═════ GIVEN DATA ═════
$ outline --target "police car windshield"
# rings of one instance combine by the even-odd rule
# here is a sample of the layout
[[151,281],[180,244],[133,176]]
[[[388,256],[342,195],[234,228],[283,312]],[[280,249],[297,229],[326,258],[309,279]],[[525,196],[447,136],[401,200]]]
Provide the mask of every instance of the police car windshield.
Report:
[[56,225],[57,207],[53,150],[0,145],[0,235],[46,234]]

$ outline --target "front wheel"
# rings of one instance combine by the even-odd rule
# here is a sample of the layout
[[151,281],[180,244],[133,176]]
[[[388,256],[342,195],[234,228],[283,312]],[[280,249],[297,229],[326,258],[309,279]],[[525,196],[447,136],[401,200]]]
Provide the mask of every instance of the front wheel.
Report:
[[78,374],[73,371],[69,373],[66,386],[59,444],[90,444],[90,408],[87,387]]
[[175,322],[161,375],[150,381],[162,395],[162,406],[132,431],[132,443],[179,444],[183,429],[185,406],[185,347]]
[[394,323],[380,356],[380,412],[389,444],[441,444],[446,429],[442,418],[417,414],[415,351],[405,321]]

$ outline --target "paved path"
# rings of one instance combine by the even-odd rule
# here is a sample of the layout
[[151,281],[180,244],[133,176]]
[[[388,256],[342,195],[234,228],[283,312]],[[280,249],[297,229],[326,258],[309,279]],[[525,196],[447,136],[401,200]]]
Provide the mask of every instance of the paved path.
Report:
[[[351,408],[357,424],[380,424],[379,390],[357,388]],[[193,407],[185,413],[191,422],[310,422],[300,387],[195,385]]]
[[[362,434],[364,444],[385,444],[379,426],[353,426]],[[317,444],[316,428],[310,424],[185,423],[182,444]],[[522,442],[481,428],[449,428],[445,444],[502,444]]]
═════
EXERCISE REQUIREMENTS:
Return each line of the listing above that contains the word "Provide". Reproduce the lines in their original order.

RESPONSE:
Provide the mask of every instance of the police car windshield.
Provide the mask of every instance of the front wheel.
Provide the mask of every instance of the paved path.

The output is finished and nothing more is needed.